TASK TO COMPLETE:
Once the line containing "Target: pool table ball return" is found in the entries below, restate it and each following line word for word, stopping after the line containing "Target: floor lamp".

:: PROVIDED RECORDS

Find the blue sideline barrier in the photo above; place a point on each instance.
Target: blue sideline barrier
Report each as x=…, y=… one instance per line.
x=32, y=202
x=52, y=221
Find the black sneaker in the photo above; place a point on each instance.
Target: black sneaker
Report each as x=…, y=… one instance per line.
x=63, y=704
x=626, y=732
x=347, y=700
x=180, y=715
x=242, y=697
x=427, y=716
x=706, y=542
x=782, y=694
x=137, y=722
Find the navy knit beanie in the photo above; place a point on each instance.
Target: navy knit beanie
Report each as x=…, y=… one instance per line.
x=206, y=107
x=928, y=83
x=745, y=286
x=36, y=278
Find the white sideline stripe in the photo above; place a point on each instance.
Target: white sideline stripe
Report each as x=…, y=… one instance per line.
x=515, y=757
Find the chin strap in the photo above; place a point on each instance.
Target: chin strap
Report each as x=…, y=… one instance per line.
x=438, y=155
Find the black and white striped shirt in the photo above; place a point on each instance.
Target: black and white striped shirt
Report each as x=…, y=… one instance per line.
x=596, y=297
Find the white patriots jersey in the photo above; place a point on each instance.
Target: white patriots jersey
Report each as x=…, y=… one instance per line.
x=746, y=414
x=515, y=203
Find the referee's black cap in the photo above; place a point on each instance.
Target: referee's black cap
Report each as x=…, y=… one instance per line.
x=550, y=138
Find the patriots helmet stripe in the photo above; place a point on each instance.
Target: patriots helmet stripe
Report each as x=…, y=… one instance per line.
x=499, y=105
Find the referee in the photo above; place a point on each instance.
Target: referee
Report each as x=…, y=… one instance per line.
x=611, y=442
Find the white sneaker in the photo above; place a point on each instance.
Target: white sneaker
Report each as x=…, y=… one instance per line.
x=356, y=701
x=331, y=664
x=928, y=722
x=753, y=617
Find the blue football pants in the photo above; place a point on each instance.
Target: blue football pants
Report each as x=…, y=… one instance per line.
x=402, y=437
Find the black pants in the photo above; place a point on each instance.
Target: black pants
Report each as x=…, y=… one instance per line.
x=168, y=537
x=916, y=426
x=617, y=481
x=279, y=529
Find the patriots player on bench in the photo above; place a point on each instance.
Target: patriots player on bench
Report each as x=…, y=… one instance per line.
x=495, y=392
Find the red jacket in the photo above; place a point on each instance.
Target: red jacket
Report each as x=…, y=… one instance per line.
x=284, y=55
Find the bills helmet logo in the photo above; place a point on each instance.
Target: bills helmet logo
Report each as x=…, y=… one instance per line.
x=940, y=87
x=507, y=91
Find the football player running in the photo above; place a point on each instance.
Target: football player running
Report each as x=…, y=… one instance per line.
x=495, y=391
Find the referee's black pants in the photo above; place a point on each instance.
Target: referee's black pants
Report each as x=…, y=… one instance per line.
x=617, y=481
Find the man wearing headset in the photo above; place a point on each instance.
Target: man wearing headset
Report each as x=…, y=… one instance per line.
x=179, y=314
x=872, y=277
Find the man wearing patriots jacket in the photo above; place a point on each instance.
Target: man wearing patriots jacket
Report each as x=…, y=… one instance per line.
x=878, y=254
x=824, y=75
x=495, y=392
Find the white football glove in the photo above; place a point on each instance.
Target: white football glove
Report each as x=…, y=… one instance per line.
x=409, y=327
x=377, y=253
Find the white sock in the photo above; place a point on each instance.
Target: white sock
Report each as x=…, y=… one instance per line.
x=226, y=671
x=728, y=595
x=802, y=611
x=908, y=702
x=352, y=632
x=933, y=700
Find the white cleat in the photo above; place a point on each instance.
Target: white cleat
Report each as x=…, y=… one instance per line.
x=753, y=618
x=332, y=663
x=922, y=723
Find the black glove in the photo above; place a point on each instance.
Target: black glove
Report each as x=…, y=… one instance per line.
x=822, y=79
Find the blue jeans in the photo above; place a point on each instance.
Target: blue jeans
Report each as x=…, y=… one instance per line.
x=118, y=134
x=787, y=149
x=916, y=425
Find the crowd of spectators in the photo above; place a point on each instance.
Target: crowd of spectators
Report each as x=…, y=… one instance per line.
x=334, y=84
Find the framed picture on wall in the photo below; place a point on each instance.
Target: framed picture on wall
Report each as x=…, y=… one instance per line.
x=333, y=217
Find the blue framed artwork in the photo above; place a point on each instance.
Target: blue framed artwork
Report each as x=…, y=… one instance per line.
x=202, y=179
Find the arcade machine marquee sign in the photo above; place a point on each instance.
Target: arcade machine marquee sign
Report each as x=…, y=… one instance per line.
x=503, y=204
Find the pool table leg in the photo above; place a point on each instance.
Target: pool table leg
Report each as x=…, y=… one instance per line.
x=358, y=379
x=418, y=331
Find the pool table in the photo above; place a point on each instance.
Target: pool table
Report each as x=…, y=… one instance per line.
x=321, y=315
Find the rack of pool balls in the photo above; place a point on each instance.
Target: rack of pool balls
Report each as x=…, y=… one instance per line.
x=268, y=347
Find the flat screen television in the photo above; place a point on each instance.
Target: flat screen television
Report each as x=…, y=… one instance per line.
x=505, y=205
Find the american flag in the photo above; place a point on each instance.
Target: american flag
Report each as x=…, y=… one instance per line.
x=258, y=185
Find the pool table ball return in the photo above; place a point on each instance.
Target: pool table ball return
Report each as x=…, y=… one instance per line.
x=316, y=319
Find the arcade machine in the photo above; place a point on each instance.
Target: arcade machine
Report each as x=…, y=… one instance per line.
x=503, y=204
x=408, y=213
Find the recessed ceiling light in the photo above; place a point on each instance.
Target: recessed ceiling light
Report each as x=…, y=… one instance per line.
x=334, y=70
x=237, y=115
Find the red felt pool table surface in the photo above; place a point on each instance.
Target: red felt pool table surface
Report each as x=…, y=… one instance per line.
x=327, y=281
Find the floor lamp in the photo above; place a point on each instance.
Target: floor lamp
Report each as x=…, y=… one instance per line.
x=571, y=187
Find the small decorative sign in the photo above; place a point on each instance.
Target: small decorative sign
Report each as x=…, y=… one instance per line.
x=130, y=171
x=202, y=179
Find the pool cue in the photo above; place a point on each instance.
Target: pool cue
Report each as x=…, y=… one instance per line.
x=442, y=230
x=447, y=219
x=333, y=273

::::

ANSWER FOR THE TASK:
Target: pool table ball return
Report each as x=…, y=… one instance per line.
x=316, y=319
Find the arcade machine in the photo above; place a point on each instance.
Target: arcade machine
Report each as x=…, y=… one instance per line.
x=503, y=204
x=408, y=213
Find the recessed ceiling light in the photo above; place a point on each instance.
Target: recessed ceiling light
Report each as x=…, y=… one instance per line.
x=334, y=70
x=237, y=115
Find the red felt pool table surface in the photo above; place a point on each instance.
Target: red felt pool table surface
Report each as x=…, y=… one instance per line.
x=327, y=281
Find the floor lamp in the photo above; place a point on each instance.
Target: floor lamp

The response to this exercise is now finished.